— BEGIN —

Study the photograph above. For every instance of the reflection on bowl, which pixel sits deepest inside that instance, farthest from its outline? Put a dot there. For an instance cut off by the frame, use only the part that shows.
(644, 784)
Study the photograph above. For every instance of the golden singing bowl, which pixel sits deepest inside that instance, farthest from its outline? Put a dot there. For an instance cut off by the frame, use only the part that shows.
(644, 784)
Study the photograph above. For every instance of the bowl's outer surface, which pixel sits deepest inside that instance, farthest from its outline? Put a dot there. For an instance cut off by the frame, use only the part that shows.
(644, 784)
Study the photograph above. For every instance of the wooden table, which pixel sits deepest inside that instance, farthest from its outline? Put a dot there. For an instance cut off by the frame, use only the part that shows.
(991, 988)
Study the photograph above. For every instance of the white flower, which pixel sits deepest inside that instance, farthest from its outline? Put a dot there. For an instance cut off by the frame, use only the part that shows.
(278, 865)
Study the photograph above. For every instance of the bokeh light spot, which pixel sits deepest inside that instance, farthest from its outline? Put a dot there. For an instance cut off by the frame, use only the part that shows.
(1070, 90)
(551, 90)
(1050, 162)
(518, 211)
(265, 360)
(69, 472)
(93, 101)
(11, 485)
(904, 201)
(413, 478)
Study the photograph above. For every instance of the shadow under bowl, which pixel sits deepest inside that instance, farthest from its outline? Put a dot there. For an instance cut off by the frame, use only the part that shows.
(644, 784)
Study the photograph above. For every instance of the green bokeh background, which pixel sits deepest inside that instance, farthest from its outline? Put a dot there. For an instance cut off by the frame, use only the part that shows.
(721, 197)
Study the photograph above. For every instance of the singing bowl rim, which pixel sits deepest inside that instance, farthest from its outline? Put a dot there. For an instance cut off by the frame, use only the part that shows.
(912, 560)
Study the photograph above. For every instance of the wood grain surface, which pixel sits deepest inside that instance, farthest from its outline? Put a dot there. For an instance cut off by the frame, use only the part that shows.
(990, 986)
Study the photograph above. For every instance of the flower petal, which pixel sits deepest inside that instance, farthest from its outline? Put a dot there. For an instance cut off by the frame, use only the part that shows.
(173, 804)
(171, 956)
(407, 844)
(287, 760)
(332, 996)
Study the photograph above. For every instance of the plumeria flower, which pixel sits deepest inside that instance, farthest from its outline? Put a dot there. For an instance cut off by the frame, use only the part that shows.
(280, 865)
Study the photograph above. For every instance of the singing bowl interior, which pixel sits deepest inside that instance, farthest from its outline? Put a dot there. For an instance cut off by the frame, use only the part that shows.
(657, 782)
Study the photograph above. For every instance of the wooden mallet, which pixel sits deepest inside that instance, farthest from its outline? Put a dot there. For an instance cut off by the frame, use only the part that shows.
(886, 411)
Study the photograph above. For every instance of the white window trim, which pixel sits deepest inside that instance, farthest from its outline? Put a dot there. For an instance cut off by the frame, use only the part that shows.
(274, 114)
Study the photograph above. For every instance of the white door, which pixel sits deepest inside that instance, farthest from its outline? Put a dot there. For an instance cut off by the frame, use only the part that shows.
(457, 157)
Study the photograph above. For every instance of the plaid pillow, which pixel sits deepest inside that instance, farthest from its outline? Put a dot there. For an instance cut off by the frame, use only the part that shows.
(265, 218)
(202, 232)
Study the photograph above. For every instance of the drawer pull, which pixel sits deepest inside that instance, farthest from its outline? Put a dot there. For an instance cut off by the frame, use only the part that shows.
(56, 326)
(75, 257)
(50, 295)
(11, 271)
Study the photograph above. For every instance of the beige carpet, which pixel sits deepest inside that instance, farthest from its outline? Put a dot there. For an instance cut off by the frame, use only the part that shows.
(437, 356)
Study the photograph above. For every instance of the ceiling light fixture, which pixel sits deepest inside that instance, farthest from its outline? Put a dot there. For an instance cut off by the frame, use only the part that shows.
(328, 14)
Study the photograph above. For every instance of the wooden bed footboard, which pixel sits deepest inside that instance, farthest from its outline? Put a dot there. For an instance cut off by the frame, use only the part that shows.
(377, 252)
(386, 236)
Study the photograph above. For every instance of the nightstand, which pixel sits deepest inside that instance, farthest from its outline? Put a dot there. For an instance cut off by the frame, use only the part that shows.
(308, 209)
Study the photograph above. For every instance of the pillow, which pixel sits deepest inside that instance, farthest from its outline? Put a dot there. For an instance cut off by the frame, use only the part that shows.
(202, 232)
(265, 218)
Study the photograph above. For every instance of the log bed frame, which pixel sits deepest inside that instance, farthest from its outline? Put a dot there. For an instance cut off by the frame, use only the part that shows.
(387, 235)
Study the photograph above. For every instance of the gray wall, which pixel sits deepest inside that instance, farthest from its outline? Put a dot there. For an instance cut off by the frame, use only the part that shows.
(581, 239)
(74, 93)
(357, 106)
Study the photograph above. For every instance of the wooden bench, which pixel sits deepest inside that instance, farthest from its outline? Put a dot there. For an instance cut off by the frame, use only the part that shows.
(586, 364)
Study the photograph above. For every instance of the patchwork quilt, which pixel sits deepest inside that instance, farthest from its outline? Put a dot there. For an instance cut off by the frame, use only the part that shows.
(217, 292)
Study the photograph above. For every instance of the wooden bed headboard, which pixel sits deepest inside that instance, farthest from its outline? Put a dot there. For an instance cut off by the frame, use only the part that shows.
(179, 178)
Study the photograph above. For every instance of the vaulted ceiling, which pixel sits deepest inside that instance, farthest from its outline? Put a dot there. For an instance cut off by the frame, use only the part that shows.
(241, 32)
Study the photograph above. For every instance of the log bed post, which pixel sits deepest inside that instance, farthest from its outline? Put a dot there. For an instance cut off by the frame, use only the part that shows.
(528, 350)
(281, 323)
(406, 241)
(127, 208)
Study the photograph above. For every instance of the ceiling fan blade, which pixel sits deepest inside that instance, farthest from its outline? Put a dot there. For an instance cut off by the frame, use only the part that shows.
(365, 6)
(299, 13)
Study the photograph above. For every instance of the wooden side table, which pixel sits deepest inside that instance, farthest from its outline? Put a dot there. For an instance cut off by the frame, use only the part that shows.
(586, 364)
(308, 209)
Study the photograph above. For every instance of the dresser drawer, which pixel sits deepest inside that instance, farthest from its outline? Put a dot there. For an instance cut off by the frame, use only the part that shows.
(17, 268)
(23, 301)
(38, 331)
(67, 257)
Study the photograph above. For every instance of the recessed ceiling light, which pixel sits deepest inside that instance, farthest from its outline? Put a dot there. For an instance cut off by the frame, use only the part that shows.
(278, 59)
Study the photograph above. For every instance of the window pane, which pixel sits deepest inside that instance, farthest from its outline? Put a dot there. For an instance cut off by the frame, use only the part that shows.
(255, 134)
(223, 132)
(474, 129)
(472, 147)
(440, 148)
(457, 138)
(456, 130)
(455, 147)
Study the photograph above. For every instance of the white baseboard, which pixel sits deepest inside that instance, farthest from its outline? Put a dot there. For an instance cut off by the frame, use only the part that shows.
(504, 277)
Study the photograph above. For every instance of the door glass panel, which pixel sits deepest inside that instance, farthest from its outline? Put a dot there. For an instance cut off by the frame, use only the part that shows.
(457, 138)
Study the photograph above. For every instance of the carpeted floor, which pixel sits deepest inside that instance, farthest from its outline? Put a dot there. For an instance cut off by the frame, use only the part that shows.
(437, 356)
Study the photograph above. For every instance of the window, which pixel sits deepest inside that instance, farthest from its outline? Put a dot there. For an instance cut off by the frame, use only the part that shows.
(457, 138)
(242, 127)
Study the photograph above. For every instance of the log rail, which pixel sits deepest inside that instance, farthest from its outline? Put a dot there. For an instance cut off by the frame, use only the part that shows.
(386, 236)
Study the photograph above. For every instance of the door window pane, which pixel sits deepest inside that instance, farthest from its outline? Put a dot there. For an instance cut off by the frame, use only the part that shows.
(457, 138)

— END —

- _Problem description_
Write the data back out verbatim.

- _Result for this exercise_
Study the photograph above. For every instance of the reflection on bowl, which pixel sits deepest inside that instance, farthest from its outline? Put a dot there. For an instance cut off by the frame, use only the part that shows.
(644, 784)
Study the photograph above. For every instance of the golden singing bowl, which pixel sits deepest inside that instance, farthest from its outline? Put a dot there. For an instance cut off by the frame, use only the part that shows.
(644, 784)
Study the photograph above. For every instance of the bowl's outer surface, which pixel sits deepest inside that instance, farthest from its outline? Put a dot there. For an instance cut off by the frame, use only the part that shows.
(644, 784)
Study the photograph above. For every instance of the wooden table, which pixel sits deepest inside that instance, farthest from its outline? Put a dot there. For an instance cut off by the frame, use only the part that shows.
(991, 988)
Study the photograph above. For every instance of the white flower, which pixel sits deepest inside that instance, farthest from its outline? Put a dot there. For an instance cut off by the frame, use only the part that shows.
(278, 865)
Study the photograph above. For every instance of the bokeh light spot, which pixel sits deepest inside that instance, farthest from its outline? Put a dot there. For an instance cut off by the frame, use only the part that shows.
(1070, 90)
(551, 90)
(1050, 162)
(518, 211)
(265, 360)
(69, 472)
(93, 101)
(11, 485)
(904, 201)
(413, 478)
Study the photograph above. For every instance of the shadow under bowl, which pixel sits deepest inside that instance, farthest from its outline? Put a dot there. For an instance cut off by the frame, use only the part that shows.
(644, 784)
Study the photograph above. For every instance of the green bokeh background, which pixel sits deepest inside that instance, farthest from its outline? Put a dot there. For an instance cut off by the frame, use only the part that shows.
(721, 197)
Study the photograph above. For every instance of the singing bowl rim, which pixel sits deepest inside that instance, farthest from its outline? Put a dot there. For an instance cut off by the frame, use only the part that shows.
(912, 560)
Study the photograph above. For every instance of the wood grain surface, which pixel sits deepest inside that instance, farthest from its outline? Put a dot there. For an instance cut off by the frame, use only the part that shows.
(990, 986)
Study the photograph above. For every instance of the flower petal, which pixel sits deepest inside that instance, farthest from its outline? Put a dot there. For an instance cut off by the frame, use only the part that shows.
(173, 804)
(171, 956)
(407, 844)
(287, 760)
(332, 996)
Study the photograph above. For every instance of the plumeria flower, which pixel sits deepest inside that instance, farthest from its outline? Put a dot there. For an instance cut off by the frame, use only the part that shows.
(280, 865)
Study the photograph above. For every instance of the singing bowl interior, which pixel sits deepest inside that instance, farthest from its outline? Put a dot there. For an instance cut off by the frame, use only the part that shows.
(657, 782)
Study the photograph above. For every instance of the wooden mallet, which pixel sits deepest inside that instance, farthest from its outline? Put a dot there. For an instance cut off by the frame, use only the part that shows.
(886, 411)
Study the photograph above. For every instance of the white window trim, which pixel sits deepest inside that instance, farthest from its outline? Put a dot there. For an instance cut off by the frame, use only the part that shows.
(274, 114)
Study the photograph above. For every instance of the white door, which pixel sits deepest inside that instance, farthest from its outline? Put a dot there. For an instance cut off by the frame, use only the part that shows.
(457, 157)
Study the photograph above. For every instance of the plaid pillow, which pixel sits deepest inside that instance, farthest from its outline? Put a dot there. For an instance cut off by the frame, use only the part that shows.
(265, 218)
(202, 232)
Study the photograph above. For every instance of the drawer pull, which pixel sits deepest inside that instance, farthest from its outline? Put a dot there. For an instance cut off by the frame, use only the part that shows.
(56, 326)
(75, 257)
(50, 295)
(11, 271)
Study the photograph above. For every instance of the beige carpet, which pixel sits deepest inside that instance, farthest from its outline? Put a dot there. For an instance cut off by the frame, use only the part that shows.
(437, 356)
Study the photograph above. For every instance of the ceiling light fixture, which pixel sits deepest inside that instance, farthest from its outline? Put a dot there. For an instance cut off by the frame, use only the part that shows.
(328, 14)
Study the photograph above. For every instance of the wooden bed footboard, which pixel sits deepest inside that instance, farthest from its outline? Put a dot there. For an instance cut off by the frame, use only the part that shows.
(377, 252)
(386, 236)
Study the photograph above. For every instance of the nightstand, which pixel sits deepest inside that instance, farthest from its outline? Put a dot there. For an instance cut off by the frame, use only the part that shows.
(308, 209)
Study the photograph above. For every instance of the pillow, which pixel sits deepest inside that instance, farthest from its outline? Put a dot there. For an instance cut off by the frame, use only the part that shows.
(202, 232)
(265, 218)
Study the photograph above. For every instance of the log bed frame, which pixel sits deepest inside that instance, farthest from its outline? Put a dot there. For an instance cut off by the frame, use only the part that shows.
(387, 235)
Study the photograph above. For every instance of the gray wall, which pixel sits deepest inside that instance, farthest from its outline? Put a dot there. For an instance cut off by the frame, use only the part that shows.
(581, 239)
(74, 93)
(357, 106)
Study the photograph above. For every instance of the wooden bench, which pixel sits deepest inside that instance, farthest from its outline? Put a dot there. For an instance cut off by the frame, use only the part that shows.
(586, 364)
Study the photograph above. For every instance of the patchwork quilt, which pixel sits deepest inside that instance, farthest from its outline? Put a dot there. For an instance cut off by the frame, use only the part that shows.
(217, 292)
Study the photograph above. For every instance of the wooden bed headboard, which pixel sits deepest inside that instance, farthest from its outline? Put a dot there. For an instance cut off by the frame, use only the part that shows.
(179, 178)
Study the photograph above. For every instance of the vaulted ceiling, which pixel sits deepest inside that instance, farthest from its outline? Put a dot there. For an instance cut off by the frame, use only the part that shows.
(241, 32)
Study the photograph above. For every instance of the log bed post, which pixel sits deepest inside that instance, farthest from its outline? Put a dot there. For an instance cut off by the frame, use only the part that shows.
(528, 350)
(281, 323)
(406, 241)
(127, 208)
Study the photograph above. For every instance of the ceiling fan blade, which pixel sits deepest inside that instance, farthest from its outline? Put a dot there. For an instance cut off by the frame, use only the part that shows.
(365, 6)
(299, 13)
Study the photograph above. For every instance of the wooden side table, which pixel sits deepest inside that instance, farthest from its outline? Put a dot there. For an instance cut off by the frame, use only the part that shows.
(586, 364)
(308, 209)
Study the photograph above. For every instance of the dresser drawer, which pixel sits deepest inside that instance, farthest from its outline? Put a dot there. For an instance cut off by the frame, use only the part that shows.
(17, 268)
(23, 301)
(38, 331)
(67, 257)
Study the photograph above. For every instance of the recessed ceiling light, which pixel sits deepest inside that instance, farthest from its outline? Put a dot there. For an instance cut off by the frame, use only the part that shows.
(278, 59)
Study the photograph above. For every instance of the window pane, which pixel sits deepest inside that instance, farthest from its outline? Put a dot there. For an instance cut off by the frame, use only the part that shows.
(255, 134)
(223, 132)
(474, 129)
(472, 147)
(440, 148)
(457, 138)
(456, 130)
(455, 147)
Study the photograph above. For every instance of the white baseboard, which pixel sits deepest inside that instance, farthest from its outline? Put a dot there. For an instance cut off by the frame, use only the part that shows.
(504, 277)
Study the photograph above. For every instance of the door glass panel, which pixel sits deepest inside that instance, farthest from its outline? Put a dot there. For an instance cut off by the frame, use only the part that shows.
(457, 138)
Study the photograph above. For every instance of the carpeted floor, which pixel sits deepest inside that instance, farthest from its outline? Put a dot there. For an instance cut off by the frame, use only the part that shows.
(437, 356)
Study the photograph above. For every instance of the window, which pixel sits deepest inside that instance, farthest from its outline? Put a dot there. For an instance cut off by the frame, use only the part that shows.
(457, 138)
(242, 127)
Study the photograph above. For every instance of the log rail, which pixel sits deepest inside that instance, farthest from its outline? Put a dot there. For an instance cut off by the frame, use only the part that shows.
(386, 236)
Study the photograph above. For every instance of the door window pane, which pixel sits deepest inside that instance, farthest from its outline? Put a dot there. For an instance cut off by the frame, use only the part that shows.
(457, 138)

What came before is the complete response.